EXERCISE INSTRUCTIONS: Copy the part of the Under the Dome review from "Both novel and" to "also murderous psychopaths.)", but swap in "residents" wherever "townspeople" appears.

TEXT UNDER STUDY:
____________________
UNDER THE DOME: Monday 10PM on CBS – Potential DVR Alert
Much of CBS’s programming philosophy is built around the steady reliability of its reruns, so on the face of it, the Eye would seem least likely of the broadcast networks to make the summer’s biggest play with an expensive, top-level original series. But while CW stays in hibernation for months, FOX mostly relies on unscripted shows, and ABC and NBC dot their line-ups with cheap international dramas, CBS has launched UNDER THE DOME, a 13-episode event put together by a line-up of A-listers that starts with author (and Executive Producer) Stephen King and fellow Executive Producer Steven Spielberg. Dome is based on King’s massive bestselling novel of the same name (1000 pages plus), but this isn’t a traditional miniseries adaptation–while the novel has a definite ending, the idea is that the show, if successful, can be renewed for additional installments. We’ll find out the ratings results tomorrow, but dramatically, the series is off to a promising start.
Both novel and series begin with the same premise: one ordinary Sunday, the town of Chester’s Mill, Maine, is suddenly, inexplicably cut off from the rest of the world by a giant clear dome, an inverted fishbowl that can’t be penetrated by airplanes or missiles. The community has to fend for itself without outside supplies and (at least in the novel) mounting tempers, temperatures and toxic air, and in the classic way of disaster movies, some townspeople turn out to be heroes while others are craven, selfish villains with awful secrets. (This being Stephen King, some of those villains are also murderous psychopaths.)
The first hour of Dome, adapted by series developer Brian K. Vaughn (a former Lost writer/producer) and directed by Niels Arden Oplev (who was behind the original Swedish film of The Girl With the Dragon Tattoo), does a solid job of setting up the basic situation and major characters. Even a network budget doesn’t allow for all the spectacle the novel provides when the dome comes down, but the plane crash and some of the grisly animal damage from the book are there, and Oplev does a good job with the disturbing imagery. Readers will discern that there are already differences from the book, notably the characters of ultimate hero Barbie (Mike Vogel), who no longer seems to be a cook and whose reason for trying to leave Chester’s Mill that morning has changed; and Junior Rennie (Alexander Koch), who isn’t quite as violent off the bat as he was when the novel began–although he shows signs of getting there. But gutsy newspaper editor Julia Shumway (Rachelle Lefevre) and Junior’s father Big Jim (Dean Norris, the DEA brother-in-law on Breaking Bad), a city councilman with big ambitions, are among those who appear to be very much as remembered. There are some new characters as well, including Carolyn Hill (Aisha Hinds), who with her wife was taking their teen daughter to a camp for troubled kids when the dome descended. These are all good actors, although none of them really had a chance to shine in Episode 1 with so much expository territory to cover.
____________________
EXTRACTED INFORMATION:

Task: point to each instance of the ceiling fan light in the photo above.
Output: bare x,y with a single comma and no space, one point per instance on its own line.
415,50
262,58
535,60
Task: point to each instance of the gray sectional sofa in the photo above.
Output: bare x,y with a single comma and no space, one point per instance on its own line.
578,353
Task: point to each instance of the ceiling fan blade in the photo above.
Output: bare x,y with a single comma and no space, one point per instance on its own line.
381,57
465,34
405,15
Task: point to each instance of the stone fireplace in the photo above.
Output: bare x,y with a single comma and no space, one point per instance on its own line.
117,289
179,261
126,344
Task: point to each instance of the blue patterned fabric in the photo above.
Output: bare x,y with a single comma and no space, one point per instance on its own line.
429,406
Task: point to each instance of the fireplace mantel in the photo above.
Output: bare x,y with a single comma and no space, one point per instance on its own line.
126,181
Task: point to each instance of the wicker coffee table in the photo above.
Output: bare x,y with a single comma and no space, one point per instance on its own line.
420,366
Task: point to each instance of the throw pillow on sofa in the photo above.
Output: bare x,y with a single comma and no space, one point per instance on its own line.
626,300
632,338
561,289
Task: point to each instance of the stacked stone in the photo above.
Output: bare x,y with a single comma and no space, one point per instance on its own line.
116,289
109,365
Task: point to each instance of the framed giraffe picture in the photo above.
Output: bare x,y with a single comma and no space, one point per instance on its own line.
____________________
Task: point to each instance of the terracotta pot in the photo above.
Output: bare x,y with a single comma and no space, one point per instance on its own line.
____________________
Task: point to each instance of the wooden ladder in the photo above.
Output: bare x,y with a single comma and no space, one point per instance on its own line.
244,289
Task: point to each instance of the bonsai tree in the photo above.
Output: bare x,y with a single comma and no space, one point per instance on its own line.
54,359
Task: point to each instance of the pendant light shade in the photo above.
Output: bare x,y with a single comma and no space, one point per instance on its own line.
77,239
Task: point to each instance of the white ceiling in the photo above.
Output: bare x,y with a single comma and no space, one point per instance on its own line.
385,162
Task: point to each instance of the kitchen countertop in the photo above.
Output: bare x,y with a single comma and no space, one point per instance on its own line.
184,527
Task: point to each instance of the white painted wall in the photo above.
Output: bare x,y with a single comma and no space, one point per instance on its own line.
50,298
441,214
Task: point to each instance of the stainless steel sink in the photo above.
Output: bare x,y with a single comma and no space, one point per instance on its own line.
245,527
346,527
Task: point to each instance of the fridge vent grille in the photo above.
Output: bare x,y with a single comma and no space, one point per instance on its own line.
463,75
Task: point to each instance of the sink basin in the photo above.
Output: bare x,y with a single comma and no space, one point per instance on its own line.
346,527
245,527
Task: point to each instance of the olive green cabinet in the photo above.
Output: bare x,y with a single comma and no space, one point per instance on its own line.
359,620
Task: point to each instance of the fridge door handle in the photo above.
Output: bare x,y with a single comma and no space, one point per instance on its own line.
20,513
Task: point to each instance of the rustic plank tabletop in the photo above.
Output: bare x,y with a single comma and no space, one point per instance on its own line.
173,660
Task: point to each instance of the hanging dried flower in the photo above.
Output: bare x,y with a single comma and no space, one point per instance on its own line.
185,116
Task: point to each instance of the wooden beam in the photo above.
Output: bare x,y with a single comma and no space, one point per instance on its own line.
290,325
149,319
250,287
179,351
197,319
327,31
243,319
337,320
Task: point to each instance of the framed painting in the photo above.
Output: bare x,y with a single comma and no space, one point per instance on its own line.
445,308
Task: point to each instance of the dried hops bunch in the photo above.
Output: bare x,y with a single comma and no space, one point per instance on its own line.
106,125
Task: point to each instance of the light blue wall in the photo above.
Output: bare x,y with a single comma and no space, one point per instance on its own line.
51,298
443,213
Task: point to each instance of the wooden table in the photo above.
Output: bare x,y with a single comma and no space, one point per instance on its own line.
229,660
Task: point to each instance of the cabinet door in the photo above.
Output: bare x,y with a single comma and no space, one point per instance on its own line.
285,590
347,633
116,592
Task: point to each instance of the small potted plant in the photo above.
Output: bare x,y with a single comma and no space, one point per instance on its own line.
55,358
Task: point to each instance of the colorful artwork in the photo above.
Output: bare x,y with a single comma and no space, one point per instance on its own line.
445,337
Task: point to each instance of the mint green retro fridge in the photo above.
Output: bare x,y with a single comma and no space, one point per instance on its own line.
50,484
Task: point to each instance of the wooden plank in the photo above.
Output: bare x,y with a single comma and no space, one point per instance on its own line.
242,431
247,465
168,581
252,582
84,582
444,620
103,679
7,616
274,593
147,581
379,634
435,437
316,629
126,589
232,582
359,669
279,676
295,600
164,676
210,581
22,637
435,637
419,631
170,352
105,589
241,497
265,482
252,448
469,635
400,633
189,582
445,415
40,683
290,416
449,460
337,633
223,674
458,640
____________________
SOLVED EXERCISE:
Both novel and series begin with the same premise: one ordinary Sunday, the town of Chester’s Mill, Maine, is suddenly, inexplicably cut off from the rest of the world by a giant clear dome, an inverted fishbowl that can’t be penetrated by airplanes or missiles. The community has to fend for itself without outside supplies and (at least in the novel) mounting tempers, temperatures and toxic air, and in the classic way of disaster movies, some residents turn out to be heroes while others are craven, selfish villains with awful secrets. (This being Stephen King, some of those villains are also murderous psychopaths.)